短い課題: 資料の冒頭から始まり「x=126 y=201」を含む行で終わる範囲（両端を含む）のみを、「Target」を「Label」に置き換え、それ以外は一切変えずに書き直すこと。

座標アノテーション記録:
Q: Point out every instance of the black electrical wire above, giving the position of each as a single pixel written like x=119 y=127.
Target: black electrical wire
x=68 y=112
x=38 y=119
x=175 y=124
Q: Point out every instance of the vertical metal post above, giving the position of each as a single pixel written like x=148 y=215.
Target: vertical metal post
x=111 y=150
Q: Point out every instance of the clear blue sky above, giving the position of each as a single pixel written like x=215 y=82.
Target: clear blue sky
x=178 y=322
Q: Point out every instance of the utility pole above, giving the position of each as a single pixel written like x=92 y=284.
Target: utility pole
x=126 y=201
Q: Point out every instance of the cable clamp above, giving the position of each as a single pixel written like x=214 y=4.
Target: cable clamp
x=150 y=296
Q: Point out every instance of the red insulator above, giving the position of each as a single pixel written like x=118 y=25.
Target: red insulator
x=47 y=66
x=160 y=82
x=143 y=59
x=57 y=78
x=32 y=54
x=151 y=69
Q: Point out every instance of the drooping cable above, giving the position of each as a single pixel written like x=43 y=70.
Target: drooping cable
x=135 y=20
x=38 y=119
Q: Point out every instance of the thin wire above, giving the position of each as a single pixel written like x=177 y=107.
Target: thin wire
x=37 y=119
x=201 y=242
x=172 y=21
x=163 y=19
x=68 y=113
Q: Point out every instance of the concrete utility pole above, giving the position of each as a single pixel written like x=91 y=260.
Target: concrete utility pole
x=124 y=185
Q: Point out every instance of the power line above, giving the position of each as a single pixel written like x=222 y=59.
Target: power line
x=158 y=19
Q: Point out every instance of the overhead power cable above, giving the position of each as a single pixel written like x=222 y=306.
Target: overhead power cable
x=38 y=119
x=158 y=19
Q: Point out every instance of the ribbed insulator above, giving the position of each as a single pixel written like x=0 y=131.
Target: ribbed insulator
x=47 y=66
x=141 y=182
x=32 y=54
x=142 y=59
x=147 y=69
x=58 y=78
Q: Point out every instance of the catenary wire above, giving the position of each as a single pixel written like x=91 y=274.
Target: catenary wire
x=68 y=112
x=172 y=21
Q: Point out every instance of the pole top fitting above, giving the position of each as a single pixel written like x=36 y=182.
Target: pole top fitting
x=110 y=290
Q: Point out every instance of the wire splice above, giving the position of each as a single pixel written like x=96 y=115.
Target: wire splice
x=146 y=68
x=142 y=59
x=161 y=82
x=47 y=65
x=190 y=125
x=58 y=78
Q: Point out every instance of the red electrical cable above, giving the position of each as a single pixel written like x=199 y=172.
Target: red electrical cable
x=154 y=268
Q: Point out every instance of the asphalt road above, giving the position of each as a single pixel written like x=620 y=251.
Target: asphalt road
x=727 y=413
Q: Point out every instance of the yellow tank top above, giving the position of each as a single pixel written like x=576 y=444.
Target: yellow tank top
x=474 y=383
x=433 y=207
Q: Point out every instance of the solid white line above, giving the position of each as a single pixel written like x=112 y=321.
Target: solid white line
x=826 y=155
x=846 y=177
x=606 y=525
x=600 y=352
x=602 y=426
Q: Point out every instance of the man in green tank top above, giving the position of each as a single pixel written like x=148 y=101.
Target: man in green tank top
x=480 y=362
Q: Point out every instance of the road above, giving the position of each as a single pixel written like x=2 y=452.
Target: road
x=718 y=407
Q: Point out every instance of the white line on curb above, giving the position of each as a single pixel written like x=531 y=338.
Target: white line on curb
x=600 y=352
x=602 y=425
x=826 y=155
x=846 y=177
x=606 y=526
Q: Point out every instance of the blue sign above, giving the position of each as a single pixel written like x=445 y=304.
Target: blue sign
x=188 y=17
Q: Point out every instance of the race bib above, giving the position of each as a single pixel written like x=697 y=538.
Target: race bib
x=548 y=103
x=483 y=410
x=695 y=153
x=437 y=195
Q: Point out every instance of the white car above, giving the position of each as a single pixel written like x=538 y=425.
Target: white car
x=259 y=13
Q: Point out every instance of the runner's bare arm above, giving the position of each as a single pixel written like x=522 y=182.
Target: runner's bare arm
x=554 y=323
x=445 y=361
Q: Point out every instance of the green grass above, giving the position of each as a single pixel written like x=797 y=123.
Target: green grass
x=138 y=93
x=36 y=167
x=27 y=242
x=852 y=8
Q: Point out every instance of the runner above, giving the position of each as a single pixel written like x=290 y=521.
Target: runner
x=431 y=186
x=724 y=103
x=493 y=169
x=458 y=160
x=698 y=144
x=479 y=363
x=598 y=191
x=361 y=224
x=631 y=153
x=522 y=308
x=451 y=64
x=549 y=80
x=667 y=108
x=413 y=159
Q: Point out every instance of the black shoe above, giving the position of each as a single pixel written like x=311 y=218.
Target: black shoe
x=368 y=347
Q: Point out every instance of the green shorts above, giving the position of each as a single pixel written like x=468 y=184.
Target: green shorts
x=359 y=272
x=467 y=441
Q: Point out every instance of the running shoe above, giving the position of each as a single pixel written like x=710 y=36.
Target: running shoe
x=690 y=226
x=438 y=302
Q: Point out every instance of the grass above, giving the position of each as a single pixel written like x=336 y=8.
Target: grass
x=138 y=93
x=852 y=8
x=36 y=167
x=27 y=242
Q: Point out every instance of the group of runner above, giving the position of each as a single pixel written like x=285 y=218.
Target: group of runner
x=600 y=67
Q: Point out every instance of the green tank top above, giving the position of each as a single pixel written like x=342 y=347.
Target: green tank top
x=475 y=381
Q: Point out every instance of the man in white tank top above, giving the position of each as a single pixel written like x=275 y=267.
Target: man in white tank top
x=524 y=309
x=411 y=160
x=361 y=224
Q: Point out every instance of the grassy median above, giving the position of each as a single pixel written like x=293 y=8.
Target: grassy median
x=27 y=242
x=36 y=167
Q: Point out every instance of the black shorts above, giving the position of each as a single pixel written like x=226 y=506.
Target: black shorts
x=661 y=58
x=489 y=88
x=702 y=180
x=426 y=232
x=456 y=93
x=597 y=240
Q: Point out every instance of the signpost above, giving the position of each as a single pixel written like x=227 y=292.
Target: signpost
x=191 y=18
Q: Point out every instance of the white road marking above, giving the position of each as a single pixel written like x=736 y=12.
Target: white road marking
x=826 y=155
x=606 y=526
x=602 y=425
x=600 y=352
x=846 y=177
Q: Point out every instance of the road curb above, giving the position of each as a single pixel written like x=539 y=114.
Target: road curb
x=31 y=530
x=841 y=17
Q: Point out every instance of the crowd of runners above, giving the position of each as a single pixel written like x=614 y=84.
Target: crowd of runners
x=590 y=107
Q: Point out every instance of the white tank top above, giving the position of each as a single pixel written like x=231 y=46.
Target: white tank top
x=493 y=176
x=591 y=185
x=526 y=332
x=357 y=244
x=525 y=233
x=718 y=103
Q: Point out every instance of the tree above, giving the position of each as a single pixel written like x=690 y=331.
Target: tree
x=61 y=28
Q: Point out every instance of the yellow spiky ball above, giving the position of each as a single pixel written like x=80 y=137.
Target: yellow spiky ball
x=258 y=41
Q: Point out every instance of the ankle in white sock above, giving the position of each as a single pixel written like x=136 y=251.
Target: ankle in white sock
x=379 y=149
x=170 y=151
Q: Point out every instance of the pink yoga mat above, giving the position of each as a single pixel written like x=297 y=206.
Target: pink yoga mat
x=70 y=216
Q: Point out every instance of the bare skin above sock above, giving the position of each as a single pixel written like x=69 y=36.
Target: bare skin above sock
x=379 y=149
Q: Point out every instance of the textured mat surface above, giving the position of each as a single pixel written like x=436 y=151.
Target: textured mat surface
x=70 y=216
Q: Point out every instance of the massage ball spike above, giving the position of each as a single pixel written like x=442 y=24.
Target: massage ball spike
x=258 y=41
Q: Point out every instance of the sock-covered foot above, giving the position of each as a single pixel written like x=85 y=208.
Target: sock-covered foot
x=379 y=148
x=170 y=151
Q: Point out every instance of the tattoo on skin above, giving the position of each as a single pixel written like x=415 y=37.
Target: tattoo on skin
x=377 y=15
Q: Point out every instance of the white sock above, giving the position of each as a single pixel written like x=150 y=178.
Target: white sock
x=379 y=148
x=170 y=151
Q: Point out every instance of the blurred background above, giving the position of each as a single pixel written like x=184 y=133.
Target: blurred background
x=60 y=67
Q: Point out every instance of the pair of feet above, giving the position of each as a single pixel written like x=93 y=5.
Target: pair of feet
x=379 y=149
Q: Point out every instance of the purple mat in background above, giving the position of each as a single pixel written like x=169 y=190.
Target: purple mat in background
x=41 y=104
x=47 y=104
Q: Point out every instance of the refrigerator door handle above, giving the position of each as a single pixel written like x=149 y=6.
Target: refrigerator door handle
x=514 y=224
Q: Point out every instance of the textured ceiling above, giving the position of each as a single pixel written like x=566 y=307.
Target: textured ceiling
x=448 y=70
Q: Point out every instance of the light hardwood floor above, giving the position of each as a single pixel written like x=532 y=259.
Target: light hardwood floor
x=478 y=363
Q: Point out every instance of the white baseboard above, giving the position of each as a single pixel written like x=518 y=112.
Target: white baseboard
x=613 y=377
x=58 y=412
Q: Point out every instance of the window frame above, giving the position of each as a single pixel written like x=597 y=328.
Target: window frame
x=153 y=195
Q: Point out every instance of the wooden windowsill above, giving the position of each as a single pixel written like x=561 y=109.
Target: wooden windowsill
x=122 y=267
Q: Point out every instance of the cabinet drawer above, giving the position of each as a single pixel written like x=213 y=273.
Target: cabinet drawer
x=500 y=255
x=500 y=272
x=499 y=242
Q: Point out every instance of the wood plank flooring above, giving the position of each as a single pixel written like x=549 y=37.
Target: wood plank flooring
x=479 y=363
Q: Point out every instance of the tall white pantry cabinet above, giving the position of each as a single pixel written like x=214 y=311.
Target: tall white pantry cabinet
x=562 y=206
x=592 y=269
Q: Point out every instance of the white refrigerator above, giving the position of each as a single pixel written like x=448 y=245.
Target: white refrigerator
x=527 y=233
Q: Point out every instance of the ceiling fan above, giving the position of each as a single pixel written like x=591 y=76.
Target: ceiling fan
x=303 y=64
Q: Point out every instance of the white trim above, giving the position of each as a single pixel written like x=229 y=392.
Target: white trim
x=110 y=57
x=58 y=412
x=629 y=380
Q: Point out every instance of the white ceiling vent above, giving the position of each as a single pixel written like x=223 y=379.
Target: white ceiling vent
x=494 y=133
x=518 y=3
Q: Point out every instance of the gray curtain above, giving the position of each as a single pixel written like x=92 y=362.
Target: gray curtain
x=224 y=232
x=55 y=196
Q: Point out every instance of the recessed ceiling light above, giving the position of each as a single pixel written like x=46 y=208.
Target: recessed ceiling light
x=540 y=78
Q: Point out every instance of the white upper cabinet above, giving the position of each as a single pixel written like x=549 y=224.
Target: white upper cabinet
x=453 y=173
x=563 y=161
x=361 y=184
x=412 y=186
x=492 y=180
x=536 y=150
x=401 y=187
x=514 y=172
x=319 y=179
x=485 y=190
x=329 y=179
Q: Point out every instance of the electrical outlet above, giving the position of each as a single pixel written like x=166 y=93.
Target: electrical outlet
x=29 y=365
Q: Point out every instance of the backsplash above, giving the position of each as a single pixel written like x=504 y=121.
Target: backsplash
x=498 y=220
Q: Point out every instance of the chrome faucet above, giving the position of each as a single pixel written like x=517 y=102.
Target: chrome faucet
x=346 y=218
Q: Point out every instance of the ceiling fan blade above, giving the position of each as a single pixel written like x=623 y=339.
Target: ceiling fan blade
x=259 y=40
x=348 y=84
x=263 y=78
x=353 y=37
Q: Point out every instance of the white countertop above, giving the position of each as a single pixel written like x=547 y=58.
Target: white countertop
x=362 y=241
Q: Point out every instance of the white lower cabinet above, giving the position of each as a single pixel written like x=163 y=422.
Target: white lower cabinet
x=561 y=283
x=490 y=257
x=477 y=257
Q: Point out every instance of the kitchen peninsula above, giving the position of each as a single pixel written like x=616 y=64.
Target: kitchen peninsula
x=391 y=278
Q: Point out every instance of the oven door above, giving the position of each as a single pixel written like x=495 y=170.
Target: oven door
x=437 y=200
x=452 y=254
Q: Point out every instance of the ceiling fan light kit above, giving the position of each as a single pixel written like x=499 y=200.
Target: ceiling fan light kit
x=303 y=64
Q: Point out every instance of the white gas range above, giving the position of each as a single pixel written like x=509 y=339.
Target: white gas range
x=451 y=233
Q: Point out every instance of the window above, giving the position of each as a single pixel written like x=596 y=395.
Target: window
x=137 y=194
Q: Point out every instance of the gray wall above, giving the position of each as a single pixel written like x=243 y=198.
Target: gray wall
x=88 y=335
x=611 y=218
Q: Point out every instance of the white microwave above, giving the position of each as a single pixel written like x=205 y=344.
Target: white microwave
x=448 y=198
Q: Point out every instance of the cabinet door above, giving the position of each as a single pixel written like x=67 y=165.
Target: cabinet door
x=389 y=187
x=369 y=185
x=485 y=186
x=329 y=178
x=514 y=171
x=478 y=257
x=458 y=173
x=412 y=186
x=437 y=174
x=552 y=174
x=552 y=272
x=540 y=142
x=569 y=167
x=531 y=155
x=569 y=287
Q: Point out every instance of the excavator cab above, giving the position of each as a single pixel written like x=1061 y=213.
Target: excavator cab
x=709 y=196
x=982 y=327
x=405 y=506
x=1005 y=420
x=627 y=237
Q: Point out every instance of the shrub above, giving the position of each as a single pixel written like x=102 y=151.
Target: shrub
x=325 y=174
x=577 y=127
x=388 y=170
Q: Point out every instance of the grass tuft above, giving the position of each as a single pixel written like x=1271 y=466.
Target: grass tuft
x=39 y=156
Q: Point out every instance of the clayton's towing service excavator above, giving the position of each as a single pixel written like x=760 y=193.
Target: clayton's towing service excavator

正解:
Q: Point out every instance of the black electrical wire above, giving the position of each as a single pixel written like x=119 y=127.
Label: black electrical wire
x=68 y=112
x=38 y=119
x=175 y=124
Q: Point out every instance of the vertical metal post above, giving the position of each as a single pixel written like x=148 y=215.
Label: vertical metal post
x=111 y=150
Q: Point out every instance of the clear blue sky above, giving the position of each as a single pixel written like x=215 y=82.
Label: clear blue sky
x=178 y=322
Q: Point out every instance of the utility pole above, giving the position of each as a single pixel written like x=92 y=284.
Label: utility pole
x=126 y=201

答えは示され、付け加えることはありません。